Records from a data source:
● ● ● ● ● ● ●

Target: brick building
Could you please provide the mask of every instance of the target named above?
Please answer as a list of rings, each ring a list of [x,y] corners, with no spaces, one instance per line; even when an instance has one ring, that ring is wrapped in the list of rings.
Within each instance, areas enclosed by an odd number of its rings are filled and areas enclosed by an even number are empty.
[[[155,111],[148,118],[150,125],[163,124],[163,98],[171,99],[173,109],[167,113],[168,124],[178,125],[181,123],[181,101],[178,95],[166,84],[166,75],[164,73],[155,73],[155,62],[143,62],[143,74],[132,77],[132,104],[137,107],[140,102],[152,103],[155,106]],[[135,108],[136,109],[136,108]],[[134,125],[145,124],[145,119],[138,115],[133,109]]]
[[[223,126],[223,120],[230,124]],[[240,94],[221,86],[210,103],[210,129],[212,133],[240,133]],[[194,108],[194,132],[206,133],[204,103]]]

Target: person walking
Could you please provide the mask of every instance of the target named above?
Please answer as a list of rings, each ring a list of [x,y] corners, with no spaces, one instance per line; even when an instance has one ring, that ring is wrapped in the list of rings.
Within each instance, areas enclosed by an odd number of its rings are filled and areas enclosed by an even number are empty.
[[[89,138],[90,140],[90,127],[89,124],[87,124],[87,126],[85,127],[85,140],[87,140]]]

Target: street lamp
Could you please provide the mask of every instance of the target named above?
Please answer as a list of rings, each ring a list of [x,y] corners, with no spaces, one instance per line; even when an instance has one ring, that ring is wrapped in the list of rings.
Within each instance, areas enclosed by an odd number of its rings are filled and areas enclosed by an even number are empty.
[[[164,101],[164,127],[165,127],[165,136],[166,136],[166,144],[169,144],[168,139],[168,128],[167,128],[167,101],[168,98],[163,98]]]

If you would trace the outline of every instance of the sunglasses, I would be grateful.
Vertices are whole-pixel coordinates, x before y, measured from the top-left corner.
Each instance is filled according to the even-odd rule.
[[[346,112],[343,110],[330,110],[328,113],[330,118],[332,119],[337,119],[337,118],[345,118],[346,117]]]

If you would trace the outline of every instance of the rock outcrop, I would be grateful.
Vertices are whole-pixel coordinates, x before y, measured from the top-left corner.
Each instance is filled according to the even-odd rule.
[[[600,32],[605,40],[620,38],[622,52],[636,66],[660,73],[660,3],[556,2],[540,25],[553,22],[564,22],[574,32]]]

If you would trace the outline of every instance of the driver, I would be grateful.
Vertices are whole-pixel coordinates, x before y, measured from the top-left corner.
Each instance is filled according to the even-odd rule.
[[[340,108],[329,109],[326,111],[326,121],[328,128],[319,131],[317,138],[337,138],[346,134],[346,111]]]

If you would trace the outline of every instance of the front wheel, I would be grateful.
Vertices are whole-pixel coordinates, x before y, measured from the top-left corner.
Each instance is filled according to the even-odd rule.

● ● ● ● ● ● ●

# [Instructions for the task]
Copy every line of the records above into your reply, keeping each character the same.

# [Correct result]
Target: brick building
Could you please provide the mask of every instance of the target named above?
Please answer as a list of rings, each ring a list of [x,y] corners, with no spaces, one instance per line; even when an instance has one ring, that ring is wrapped in the list of rings.
Within each instance, areas enclosed by an odd number of its rings are filled and areas enclosed by an even number are empty.
[[[155,111],[148,118],[150,125],[163,124],[163,98],[171,99],[173,109],[167,113],[168,124],[178,125],[181,123],[181,101],[178,95],[166,84],[166,75],[164,73],[155,73],[155,62],[143,62],[143,74],[132,77],[132,104],[137,107],[140,102],[152,103],[155,106]],[[135,108],[136,109],[136,108]],[[134,125],[145,124],[145,119],[138,115],[133,109]]]
[[[223,126],[223,120],[230,124]],[[240,94],[221,86],[210,103],[210,129],[212,133],[240,133]],[[194,108],[194,132],[206,133],[204,103]]]

Target: person walking
Could you please provide the mask of every instance of the target named above?
Please answer as a list of rings, each ring a list of [x,y] corners, with no spaces, one instance per line; even when an instance has one ring, that ring is wrapped in the list of rings.
Within each instance, areas enclosed by an odd number of its rings are filled and areas enclosed by an even number are empty.
[[[89,138],[90,140],[90,127],[89,124],[87,124],[87,126],[85,127],[85,140],[87,140]]]

Target: street lamp
Could you please provide the mask of every instance of the target named above?
Please answer as a list of rings, each ring a list of [x,y] corners, with no spaces, one instance per line; even when an instance has one ring, that ring is wrapped in the list of rings.
Within each instance, areas enclosed by an odd number of its rings are filled and areas enclosed by an even number are empty.
[[[164,101],[164,127],[165,127],[165,136],[166,136],[166,144],[169,144],[168,139],[168,128],[167,128],[167,101],[168,98],[163,98]]]

If you would trace the outline of every instance of the sunglasses, I would be grateful.
Vertices are whole-pixel coordinates, x before y, measured from the top-left corner.
Each instance is filled according to the even-odd rule.
[[[346,112],[343,110],[330,110],[328,113],[330,118],[332,119],[337,119],[337,118],[345,118],[346,117]]]

If you would trace the outline of every instance of the rock outcrop, I would be grateful.
Vertices are whole-pixel coordinates, x before y, measured from the top-left corner.
Each instance is filled according to the even-odd rule.
[[[600,32],[605,40],[620,38],[622,52],[636,66],[660,73],[660,3],[556,2],[540,25],[553,22],[564,22],[574,32]]]

If you would trace the outline of every instance of the driver, I would be grateful.
Vertices are whole-pixel coordinates, x before y, measured from the top-left corner.
Each instance is filled according to the even-odd rule.
[[[340,108],[329,109],[326,111],[326,121],[328,128],[319,131],[317,138],[337,138],[346,134],[346,111]]]

If you would trace the outline of every instance of the front wheel, I would be grateful.
Vertices are whole-pixel coordinates, x before y, measured from the top-left corner.
Each instance is filled according to the even-odd rule.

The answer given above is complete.